What to produce
Once the line containing "177L157 154L148 146L125" is found in the records below, return it and each following line exactly, up to and including the line containing "positive clicks: (295, 73) (289, 39)", and nothing else.

Stored data entries
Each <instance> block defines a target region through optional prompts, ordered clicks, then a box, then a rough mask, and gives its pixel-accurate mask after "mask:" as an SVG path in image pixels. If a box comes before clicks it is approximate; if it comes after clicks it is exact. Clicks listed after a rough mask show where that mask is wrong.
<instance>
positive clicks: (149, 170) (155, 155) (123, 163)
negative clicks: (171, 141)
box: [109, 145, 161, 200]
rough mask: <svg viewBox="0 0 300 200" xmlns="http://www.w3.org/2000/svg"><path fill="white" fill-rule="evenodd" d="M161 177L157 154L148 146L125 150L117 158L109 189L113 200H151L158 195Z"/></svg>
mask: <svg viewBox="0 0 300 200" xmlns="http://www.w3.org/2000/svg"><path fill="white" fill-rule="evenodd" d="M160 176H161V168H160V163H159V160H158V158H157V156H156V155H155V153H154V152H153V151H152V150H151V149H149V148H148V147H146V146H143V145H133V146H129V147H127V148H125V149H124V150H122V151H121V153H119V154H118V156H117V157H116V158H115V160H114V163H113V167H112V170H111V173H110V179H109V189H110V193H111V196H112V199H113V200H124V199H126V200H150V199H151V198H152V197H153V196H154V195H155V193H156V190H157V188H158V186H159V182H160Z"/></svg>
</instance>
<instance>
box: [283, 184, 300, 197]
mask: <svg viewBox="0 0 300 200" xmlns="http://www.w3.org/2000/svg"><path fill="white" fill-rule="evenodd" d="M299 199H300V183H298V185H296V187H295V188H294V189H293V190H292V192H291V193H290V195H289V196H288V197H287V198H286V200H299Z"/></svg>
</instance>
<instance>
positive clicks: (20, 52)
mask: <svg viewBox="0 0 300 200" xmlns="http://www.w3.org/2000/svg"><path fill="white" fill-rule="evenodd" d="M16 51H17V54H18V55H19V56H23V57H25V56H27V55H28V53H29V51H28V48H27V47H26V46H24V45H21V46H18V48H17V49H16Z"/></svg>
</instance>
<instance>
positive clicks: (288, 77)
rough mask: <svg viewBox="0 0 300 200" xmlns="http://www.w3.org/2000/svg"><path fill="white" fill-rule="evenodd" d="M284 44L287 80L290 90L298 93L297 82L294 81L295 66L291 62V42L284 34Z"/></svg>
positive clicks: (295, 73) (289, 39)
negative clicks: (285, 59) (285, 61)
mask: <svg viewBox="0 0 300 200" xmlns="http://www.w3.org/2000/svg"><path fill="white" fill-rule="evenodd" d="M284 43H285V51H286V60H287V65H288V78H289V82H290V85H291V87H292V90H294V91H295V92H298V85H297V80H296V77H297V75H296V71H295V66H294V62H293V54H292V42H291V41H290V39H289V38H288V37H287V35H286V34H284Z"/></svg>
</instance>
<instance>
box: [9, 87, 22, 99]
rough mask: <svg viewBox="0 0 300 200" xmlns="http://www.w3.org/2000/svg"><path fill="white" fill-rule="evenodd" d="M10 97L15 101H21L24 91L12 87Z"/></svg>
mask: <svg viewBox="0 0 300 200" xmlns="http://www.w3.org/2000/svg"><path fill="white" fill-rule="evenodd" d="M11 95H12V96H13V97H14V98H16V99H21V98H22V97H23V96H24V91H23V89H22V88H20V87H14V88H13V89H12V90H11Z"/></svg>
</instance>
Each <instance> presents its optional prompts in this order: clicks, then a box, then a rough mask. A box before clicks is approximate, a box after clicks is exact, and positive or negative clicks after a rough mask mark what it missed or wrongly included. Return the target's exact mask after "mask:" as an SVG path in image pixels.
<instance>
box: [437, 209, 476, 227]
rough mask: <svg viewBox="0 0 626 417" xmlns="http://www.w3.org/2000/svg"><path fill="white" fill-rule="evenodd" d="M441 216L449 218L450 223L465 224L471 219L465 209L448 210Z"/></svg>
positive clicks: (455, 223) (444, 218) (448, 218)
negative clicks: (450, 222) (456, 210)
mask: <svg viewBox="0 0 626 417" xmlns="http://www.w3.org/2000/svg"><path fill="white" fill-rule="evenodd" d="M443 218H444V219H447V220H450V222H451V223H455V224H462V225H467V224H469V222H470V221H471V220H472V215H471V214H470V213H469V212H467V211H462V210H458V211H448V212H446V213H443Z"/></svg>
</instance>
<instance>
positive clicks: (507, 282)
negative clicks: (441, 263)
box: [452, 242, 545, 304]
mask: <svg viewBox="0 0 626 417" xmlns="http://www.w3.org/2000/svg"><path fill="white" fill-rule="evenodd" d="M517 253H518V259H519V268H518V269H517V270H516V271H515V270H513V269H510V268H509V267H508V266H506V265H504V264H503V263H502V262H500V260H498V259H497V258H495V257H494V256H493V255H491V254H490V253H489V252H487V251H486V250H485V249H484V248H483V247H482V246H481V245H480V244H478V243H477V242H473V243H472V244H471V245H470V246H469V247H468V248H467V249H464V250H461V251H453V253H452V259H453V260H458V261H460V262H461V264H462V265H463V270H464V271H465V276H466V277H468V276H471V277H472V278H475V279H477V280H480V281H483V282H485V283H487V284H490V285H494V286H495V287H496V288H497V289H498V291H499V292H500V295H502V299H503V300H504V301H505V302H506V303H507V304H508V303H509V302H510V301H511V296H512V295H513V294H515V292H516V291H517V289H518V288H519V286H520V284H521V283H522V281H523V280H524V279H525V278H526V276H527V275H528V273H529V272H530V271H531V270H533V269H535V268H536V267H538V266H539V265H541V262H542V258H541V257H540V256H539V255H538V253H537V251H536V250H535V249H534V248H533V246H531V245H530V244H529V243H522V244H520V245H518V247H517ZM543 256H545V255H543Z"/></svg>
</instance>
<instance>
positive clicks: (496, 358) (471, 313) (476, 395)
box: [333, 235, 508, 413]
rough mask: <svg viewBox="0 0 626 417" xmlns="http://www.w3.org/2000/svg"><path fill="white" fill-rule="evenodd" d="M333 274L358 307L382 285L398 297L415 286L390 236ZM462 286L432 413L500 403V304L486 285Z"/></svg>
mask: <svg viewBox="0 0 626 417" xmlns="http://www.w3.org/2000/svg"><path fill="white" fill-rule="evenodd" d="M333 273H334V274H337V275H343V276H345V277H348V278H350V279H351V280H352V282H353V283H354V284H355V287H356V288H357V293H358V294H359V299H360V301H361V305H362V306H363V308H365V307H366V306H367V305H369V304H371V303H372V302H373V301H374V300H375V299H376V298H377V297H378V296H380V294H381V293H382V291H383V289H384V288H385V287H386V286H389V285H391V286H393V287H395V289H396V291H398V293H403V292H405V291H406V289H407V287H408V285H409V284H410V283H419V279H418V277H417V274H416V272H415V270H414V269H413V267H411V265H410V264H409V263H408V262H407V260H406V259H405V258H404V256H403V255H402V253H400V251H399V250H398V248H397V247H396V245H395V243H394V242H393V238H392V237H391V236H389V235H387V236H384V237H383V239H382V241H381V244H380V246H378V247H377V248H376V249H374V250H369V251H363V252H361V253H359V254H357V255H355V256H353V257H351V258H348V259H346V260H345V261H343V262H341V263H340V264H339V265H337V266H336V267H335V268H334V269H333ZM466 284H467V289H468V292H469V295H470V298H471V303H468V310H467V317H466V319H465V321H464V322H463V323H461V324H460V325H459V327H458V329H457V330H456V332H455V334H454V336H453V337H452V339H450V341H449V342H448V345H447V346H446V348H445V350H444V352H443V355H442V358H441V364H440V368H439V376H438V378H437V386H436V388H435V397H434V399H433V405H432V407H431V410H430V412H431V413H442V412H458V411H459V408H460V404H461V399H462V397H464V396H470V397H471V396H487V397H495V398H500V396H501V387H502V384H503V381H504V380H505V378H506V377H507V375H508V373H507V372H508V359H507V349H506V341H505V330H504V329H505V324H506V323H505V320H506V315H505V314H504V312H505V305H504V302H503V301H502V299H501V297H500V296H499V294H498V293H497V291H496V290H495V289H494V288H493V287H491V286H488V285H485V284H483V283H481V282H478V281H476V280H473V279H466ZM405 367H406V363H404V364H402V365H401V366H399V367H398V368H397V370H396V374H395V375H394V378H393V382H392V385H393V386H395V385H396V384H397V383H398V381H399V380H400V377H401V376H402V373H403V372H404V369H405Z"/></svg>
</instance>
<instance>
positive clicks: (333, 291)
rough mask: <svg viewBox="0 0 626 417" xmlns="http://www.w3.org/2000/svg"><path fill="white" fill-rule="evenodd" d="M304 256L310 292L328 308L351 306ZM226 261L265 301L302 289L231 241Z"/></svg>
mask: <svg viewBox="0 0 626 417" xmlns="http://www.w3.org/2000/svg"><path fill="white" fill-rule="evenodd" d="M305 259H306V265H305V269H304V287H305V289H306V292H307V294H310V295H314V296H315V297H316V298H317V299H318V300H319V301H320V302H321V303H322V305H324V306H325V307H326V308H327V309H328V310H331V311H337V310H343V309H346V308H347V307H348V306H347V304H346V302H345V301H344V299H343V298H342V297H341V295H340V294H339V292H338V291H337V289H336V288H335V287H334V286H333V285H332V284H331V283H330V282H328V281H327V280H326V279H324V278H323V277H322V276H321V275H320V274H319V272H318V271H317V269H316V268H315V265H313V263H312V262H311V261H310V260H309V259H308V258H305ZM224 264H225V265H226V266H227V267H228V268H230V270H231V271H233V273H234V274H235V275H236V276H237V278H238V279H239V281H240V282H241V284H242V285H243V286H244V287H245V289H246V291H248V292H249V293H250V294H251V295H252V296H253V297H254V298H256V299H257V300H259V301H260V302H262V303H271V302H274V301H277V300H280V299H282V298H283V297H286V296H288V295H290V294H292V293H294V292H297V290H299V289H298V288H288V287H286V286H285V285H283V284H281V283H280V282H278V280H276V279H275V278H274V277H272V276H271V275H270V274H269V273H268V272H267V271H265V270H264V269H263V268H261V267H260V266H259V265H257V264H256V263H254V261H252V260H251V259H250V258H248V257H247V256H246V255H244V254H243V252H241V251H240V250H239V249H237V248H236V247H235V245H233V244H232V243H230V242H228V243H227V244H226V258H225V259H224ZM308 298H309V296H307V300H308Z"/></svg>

The completed task
rough mask: <svg viewBox="0 0 300 200" xmlns="http://www.w3.org/2000/svg"><path fill="white" fill-rule="evenodd" d="M161 177L157 154L148 146L125 150L117 158L109 189L113 200H151L158 195Z"/></svg>
mask: <svg viewBox="0 0 300 200" xmlns="http://www.w3.org/2000/svg"><path fill="white" fill-rule="evenodd" d="M160 176H161V168H160V163H159V160H158V158H157V156H156V155H155V153H154V152H153V151H152V150H151V149H149V148H148V147H146V146H143V145H133V146H129V147H127V148H125V149H124V150H122V151H121V153H119V154H118V156H117V157H116V158H115V160H114V163H113V167H112V170H111V173H110V179H109V189H110V193H111V196H112V199H113V200H124V199H126V200H150V199H151V198H152V197H153V196H154V195H155V193H156V190H157V188H158V186H159V182H160Z"/></svg>
</instance>
<instance>
box: [283, 184, 300, 197]
mask: <svg viewBox="0 0 300 200" xmlns="http://www.w3.org/2000/svg"><path fill="white" fill-rule="evenodd" d="M299 199H300V183H298V185H296V187H295V188H294V189H293V190H292V192H291V193H290V195H289V196H288V197H287V198H286V200H299Z"/></svg>
</instance>
<instance>
positive clicks: (20, 52)
mask: <svg viewBox="0 0 300 200" xmlns="http://www.w3.org/2000/svg"><path fill="white" fill-rule="evenodd" d="M16 51H17V54H18V55H19V56H23V57H25V56H27V55H28V53H29V51H28V48H27V47H26V46H24V45H21V46H18V48H17V49H16Z"/></svg>
</instance>
<instance>
positive clicks: (288, 77)
rough mask: <svg viewBox="0 0 300 200" xmlns="http://www.w3.org/2000/svg"><path fill="white" fill-rule="evenodd" d="M284 44L287 80L290 90L298 93L297 82L294 81L295 66L291 62V42L284 34Z"/></svg>
positive clicks: (295, 73) (289, 39)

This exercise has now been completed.